### Action item
Report back every line in the data that includes the string "cushion".

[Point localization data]
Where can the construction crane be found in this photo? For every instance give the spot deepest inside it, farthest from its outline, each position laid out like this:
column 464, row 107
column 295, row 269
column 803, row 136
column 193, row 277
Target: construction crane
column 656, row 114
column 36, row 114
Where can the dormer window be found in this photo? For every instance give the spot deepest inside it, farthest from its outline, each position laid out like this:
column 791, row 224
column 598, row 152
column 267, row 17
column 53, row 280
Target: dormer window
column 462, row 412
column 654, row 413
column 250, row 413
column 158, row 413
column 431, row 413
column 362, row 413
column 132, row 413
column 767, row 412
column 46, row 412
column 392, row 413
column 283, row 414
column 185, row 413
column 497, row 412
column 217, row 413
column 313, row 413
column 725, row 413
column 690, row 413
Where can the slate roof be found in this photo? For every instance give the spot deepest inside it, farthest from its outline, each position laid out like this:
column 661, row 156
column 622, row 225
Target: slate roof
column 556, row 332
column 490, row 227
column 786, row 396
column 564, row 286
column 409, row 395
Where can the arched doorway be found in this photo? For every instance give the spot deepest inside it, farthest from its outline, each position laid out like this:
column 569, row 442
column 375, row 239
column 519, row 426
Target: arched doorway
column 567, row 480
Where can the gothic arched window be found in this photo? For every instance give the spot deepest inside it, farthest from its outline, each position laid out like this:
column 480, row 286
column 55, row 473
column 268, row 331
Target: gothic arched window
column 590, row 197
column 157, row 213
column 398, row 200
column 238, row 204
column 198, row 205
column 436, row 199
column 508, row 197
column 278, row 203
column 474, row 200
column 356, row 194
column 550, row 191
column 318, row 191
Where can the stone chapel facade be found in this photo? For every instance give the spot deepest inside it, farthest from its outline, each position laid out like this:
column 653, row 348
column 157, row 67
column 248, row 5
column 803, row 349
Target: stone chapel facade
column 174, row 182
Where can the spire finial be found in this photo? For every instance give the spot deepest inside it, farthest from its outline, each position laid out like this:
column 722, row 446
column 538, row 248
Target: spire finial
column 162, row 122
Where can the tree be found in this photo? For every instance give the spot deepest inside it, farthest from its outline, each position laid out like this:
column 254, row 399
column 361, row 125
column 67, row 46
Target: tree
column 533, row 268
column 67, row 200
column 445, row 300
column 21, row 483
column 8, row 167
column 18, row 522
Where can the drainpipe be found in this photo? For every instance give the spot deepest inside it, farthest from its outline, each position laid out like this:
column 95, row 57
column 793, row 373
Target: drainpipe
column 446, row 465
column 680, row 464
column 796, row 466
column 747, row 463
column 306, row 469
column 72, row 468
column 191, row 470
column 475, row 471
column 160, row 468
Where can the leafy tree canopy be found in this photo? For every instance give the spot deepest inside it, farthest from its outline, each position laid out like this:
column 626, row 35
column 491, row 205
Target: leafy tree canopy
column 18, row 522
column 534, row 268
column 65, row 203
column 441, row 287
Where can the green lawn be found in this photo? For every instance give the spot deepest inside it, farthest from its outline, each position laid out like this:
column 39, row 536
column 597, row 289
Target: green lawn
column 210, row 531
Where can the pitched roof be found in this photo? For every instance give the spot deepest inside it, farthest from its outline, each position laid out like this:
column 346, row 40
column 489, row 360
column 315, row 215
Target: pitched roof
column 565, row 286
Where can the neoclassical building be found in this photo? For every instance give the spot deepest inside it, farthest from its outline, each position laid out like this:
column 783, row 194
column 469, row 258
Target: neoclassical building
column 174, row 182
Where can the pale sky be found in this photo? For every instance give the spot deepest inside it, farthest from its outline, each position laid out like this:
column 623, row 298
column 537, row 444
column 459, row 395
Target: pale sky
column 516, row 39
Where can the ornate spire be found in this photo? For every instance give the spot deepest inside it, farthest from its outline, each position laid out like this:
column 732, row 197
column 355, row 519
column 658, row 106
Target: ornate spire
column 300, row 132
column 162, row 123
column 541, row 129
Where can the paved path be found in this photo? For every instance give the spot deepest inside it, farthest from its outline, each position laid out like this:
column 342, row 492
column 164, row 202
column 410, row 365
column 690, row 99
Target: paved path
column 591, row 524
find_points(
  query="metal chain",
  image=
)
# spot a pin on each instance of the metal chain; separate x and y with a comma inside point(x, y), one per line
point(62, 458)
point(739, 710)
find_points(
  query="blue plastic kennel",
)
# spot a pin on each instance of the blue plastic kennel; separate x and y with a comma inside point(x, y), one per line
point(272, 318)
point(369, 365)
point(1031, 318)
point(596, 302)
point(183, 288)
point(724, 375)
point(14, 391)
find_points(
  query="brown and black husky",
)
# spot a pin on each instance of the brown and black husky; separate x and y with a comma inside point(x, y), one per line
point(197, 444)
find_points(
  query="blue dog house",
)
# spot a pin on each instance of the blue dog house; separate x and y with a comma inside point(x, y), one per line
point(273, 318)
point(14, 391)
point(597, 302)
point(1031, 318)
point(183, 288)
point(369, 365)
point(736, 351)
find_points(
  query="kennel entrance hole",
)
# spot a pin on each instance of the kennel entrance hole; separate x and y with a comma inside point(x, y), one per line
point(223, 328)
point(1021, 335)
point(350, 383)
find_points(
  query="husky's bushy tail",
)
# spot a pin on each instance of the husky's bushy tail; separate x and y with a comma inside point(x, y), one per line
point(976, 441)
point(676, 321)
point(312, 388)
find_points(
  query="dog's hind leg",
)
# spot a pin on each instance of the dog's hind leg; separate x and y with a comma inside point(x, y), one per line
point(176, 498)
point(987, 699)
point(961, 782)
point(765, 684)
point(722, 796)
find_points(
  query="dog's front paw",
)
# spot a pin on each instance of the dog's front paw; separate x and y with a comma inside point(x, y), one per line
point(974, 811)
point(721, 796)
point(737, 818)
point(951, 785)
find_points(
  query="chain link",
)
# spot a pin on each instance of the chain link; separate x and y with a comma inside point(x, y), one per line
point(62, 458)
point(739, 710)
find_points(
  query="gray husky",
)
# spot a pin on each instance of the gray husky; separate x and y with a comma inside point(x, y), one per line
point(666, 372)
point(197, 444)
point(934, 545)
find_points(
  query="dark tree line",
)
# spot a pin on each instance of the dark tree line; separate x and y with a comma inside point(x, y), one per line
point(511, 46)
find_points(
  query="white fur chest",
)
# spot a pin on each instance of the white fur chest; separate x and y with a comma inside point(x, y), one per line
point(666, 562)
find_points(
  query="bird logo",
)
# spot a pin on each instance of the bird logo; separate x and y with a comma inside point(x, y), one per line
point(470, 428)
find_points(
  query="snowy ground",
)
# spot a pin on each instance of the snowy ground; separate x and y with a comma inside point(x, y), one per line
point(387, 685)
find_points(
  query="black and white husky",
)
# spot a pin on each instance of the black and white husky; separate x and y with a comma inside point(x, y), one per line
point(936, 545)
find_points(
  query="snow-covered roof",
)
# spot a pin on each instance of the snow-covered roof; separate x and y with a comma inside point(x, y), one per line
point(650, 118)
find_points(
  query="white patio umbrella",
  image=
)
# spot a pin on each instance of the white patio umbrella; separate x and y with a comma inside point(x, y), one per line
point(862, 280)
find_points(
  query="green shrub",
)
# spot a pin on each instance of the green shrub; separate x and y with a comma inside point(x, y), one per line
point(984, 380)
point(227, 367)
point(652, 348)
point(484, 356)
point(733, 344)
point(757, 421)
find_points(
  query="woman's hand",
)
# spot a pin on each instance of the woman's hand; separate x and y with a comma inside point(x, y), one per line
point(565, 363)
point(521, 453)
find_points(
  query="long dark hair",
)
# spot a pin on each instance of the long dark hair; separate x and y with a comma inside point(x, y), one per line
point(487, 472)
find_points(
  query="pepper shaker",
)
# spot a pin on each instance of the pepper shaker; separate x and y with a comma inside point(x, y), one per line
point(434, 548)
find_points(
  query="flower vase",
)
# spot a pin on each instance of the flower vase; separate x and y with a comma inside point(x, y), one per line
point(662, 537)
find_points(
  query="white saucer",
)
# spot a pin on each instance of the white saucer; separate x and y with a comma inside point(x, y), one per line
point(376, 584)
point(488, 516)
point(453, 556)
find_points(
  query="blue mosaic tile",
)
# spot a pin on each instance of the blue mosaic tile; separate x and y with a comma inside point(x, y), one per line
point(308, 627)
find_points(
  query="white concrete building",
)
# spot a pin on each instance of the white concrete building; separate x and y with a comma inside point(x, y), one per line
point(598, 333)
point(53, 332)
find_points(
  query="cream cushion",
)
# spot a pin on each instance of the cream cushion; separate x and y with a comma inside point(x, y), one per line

### Answer to this exercise
  query="cream cushion",
# spot a pin on each instance of the cream cushion; separate x and y with a comma inside point(x, y), one per line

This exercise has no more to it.